* Start Reading text *

Most microdevices are fabricated on rigid, flat, and smooth substrates1,2, such as SiO2/Si. However, interest in nonconventional substrates, such as soft plastics, has been increasing because of these substrates' potential applications in transparent, flexible, or foldable electronics36,37. After confirming that the selective transfer technique could be used to fabricate electronics and devices on a SiO2/Si wafer, we selected a PET film as the substrate for the fabrication of electronics via this method. We fabricated ITO electrodes on the PET film using photolithography (see Methods) and then transferred a patterned monolayer graphene film to connect the two ITO films (Figures 5a and b). The Raman spectrum (Figure 5c) of the graphene measured on the PET film demonstrates the high quality of the graphene used in the experiment32. The inset of Figure 5b shows the SEM image of the transferred graphene. The patterned graphene is attached to the ITO films on PET, connecting the two electrodes. For comparison, we fabricated three other devices in which the ITO electrodes were connected by CVD-grown monolayer graphene, multilayer MG, and ITO. The resistance of the four devices with different bending radii and flat-bent cycles are shown in Figures 5d and 5e, respectively. The current as a function of the voltage for the four devices measured during the bending test is shown in Supplementary Figure S6. The increase in the resistance was caused primarily by the ITO films while the devices were bent multiple times to achieve different radii of curvature. Whereas the resistance variation of the ITO films was eliminated, the resistance of the MG-based devices was nearly invariant (see insets of Figures 5d and e). The results of the bending test suggest that MG films were successfully attached to the PET/ITO films, and that the MG films exhibited better mechanical stability than CVD-grown graphene14.

* End Reading text *
* Start Material supplied *

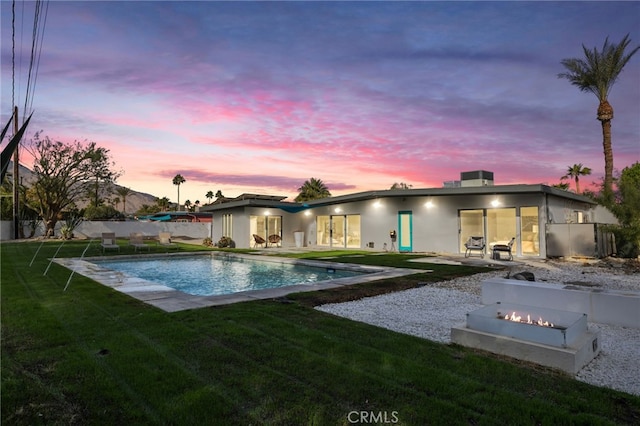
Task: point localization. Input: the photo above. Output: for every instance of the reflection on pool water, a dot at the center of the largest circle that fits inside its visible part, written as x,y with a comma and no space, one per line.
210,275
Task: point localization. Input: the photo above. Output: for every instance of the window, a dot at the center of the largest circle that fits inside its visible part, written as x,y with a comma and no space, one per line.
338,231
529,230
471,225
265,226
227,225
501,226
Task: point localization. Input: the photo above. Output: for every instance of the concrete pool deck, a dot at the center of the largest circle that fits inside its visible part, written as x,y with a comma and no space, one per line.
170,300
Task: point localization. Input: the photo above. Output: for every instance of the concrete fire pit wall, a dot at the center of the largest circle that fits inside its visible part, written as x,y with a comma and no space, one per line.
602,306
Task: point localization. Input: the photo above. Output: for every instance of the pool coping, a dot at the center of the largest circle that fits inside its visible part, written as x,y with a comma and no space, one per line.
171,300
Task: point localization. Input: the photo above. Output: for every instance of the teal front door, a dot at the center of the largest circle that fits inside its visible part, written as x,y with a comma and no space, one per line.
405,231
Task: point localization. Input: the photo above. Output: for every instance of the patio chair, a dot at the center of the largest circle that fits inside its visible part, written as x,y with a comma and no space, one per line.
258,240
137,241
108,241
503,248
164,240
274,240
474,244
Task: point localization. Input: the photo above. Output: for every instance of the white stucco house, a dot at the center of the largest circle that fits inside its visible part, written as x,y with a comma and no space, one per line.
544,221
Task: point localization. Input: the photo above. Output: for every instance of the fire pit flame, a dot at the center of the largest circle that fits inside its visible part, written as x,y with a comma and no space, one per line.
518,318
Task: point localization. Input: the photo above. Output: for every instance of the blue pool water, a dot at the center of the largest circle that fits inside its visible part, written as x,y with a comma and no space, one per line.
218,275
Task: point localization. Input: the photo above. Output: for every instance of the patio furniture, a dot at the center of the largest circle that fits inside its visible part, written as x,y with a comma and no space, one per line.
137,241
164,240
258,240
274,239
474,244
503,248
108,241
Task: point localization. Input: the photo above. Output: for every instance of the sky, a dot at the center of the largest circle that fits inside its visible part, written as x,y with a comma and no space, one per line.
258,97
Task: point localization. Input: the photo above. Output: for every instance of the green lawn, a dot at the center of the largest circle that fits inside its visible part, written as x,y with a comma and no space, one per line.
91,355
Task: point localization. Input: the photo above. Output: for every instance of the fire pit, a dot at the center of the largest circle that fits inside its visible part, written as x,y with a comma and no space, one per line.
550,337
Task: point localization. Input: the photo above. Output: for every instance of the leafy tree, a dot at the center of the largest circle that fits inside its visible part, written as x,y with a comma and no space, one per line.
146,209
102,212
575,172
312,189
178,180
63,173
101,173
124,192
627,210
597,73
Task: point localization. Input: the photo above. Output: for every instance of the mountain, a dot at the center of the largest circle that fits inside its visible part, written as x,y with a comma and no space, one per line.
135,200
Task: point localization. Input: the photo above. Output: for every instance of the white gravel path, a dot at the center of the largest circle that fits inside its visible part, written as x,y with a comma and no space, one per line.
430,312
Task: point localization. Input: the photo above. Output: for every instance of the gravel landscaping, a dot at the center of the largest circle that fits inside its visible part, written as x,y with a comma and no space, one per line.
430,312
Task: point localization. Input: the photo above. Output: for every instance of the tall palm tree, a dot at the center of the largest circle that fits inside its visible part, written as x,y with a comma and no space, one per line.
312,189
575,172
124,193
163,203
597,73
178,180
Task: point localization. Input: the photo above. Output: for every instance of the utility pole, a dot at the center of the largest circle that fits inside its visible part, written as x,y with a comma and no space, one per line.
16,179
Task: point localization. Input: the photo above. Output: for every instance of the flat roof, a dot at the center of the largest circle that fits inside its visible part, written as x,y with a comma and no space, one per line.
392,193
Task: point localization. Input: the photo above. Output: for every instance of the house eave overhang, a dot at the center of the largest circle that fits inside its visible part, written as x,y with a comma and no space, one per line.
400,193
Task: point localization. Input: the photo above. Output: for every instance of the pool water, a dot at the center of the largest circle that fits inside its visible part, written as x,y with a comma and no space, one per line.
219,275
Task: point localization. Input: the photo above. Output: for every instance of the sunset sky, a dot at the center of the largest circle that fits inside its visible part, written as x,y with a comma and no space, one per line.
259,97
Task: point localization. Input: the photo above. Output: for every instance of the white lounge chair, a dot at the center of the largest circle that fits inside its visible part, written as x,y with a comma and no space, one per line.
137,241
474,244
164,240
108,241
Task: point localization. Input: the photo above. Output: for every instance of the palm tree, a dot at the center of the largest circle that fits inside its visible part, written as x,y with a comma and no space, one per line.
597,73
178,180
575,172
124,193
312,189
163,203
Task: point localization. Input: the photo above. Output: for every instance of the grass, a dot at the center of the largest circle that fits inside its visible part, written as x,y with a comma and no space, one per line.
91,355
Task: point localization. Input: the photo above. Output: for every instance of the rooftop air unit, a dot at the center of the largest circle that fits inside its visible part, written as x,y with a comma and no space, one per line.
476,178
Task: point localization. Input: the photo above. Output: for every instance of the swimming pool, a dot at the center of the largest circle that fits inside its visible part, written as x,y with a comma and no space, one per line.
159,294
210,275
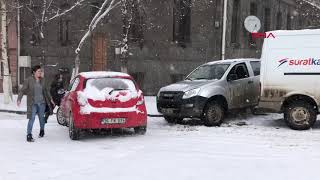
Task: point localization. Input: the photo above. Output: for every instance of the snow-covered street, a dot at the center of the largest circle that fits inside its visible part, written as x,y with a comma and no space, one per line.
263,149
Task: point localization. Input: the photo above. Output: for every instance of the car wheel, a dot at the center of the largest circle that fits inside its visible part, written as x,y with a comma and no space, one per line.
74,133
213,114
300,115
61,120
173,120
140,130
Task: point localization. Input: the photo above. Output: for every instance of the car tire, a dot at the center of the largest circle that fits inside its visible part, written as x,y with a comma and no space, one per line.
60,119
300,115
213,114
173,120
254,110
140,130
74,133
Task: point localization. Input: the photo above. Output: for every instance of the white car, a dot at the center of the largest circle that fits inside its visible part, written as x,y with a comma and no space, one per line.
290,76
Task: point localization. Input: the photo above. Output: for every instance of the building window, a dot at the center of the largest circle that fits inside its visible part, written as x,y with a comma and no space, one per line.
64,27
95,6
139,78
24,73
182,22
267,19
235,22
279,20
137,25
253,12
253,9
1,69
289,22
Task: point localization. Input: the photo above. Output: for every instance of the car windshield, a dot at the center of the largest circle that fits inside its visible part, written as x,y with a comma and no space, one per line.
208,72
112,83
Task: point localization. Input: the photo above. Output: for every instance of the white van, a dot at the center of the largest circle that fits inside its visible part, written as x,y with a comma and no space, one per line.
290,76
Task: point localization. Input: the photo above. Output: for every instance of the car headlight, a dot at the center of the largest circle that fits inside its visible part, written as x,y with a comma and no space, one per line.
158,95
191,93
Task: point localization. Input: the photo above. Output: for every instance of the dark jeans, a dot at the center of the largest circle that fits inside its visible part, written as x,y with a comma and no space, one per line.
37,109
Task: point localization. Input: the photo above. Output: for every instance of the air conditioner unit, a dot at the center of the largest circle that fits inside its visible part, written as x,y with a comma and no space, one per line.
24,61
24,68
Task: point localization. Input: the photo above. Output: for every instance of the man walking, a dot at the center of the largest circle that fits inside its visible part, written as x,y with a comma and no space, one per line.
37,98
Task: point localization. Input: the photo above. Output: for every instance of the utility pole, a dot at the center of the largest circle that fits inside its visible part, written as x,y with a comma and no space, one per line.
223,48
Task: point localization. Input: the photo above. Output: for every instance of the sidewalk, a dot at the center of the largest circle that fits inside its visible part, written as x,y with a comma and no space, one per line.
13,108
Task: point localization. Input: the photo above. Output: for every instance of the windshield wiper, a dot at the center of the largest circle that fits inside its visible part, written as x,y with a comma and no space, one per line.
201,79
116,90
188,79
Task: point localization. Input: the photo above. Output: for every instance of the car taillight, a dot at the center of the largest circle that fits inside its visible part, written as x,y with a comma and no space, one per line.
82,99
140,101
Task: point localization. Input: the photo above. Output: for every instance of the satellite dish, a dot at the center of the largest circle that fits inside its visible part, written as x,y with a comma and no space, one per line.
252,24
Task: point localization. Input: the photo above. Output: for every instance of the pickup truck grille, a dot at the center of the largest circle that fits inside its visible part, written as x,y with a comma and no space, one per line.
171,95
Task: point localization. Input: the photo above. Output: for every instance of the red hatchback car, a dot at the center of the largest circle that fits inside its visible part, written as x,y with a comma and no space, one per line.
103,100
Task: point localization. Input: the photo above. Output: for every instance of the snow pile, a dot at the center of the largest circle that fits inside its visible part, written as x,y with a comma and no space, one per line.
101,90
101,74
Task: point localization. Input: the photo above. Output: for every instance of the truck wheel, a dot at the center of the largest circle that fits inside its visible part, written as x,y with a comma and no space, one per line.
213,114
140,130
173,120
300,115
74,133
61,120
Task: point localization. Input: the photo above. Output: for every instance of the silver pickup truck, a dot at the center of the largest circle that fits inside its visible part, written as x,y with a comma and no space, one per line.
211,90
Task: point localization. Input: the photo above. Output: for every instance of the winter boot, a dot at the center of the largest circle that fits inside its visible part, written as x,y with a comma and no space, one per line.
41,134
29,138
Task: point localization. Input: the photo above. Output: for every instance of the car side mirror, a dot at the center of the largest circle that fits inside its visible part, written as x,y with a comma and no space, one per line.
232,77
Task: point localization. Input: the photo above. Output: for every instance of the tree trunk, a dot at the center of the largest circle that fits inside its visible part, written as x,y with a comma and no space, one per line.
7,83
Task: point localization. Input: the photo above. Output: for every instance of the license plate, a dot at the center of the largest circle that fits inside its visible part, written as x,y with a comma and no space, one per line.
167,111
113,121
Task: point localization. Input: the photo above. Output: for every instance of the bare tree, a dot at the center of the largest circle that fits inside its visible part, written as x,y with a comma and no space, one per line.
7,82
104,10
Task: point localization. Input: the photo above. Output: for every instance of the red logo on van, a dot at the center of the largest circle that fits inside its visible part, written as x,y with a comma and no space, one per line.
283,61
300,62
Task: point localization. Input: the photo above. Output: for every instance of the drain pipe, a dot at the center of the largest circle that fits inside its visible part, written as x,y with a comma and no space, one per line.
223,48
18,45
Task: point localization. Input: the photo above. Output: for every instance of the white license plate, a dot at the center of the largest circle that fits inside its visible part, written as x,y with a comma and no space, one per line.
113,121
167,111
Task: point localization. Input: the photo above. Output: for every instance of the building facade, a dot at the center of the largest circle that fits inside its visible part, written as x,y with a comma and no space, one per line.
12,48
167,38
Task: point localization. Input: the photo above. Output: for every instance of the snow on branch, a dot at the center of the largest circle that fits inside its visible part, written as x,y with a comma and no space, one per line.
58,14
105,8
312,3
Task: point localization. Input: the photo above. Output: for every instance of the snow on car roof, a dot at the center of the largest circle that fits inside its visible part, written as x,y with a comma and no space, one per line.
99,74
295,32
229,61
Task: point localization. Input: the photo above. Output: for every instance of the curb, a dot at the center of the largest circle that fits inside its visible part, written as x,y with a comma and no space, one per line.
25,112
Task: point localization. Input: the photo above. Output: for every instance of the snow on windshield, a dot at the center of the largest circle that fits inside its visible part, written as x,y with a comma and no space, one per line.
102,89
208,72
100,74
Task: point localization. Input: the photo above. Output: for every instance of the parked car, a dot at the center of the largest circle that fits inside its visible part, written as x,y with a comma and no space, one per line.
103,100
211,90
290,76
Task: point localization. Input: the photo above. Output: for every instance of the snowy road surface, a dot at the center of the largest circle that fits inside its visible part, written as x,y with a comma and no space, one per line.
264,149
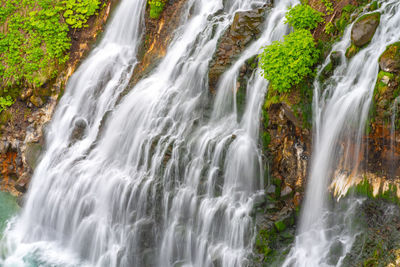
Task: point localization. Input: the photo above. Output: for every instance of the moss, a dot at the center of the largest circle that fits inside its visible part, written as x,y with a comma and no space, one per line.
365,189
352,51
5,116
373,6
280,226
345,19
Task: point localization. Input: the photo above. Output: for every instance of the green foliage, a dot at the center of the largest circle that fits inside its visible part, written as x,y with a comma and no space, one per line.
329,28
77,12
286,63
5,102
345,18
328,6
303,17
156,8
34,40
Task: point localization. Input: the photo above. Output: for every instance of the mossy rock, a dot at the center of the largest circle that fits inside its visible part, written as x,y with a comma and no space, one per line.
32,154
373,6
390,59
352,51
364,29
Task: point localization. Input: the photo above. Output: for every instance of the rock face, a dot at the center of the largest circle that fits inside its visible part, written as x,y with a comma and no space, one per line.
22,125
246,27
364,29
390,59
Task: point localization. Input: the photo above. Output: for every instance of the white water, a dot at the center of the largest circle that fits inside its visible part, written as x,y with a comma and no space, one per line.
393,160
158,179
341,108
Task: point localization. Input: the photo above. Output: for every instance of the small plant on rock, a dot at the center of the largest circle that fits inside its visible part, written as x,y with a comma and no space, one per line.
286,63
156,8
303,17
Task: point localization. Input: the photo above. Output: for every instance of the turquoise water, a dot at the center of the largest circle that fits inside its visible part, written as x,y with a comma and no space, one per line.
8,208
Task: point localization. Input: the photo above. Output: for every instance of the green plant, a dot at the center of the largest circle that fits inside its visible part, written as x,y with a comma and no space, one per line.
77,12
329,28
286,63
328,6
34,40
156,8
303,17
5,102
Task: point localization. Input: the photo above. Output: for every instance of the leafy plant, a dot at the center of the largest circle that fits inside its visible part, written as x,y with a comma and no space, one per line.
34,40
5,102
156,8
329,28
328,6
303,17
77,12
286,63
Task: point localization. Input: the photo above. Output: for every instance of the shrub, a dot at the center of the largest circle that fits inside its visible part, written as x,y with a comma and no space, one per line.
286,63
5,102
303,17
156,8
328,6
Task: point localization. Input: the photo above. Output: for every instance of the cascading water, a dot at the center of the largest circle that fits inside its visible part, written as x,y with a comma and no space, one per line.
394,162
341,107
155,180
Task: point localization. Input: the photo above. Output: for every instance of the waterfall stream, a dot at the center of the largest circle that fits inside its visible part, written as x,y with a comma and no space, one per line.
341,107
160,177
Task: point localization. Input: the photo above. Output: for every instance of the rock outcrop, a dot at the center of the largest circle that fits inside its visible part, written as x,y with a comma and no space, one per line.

* End Material supplied *

> [Written request 1]: In the graphene transfer text, what method was used to make the ITO electrodes on the PET film?
> [Written request 2]: Sum up the graphene transfer text in two sentences.

> [Written answer 1]: Photolithography.

> [Written answer 2]: After showing that selective transfer works on a SiO2/Si wafer, the researchers used it on a flexible PET film, making ITO electrodes and connecting them with a patterned graphene film. In bending tests against comparison devices, the MG-based devices kept a nearly unchanged resistance, which suggests the MG films attached well and were more mechanically stable than CVD-grown graphene.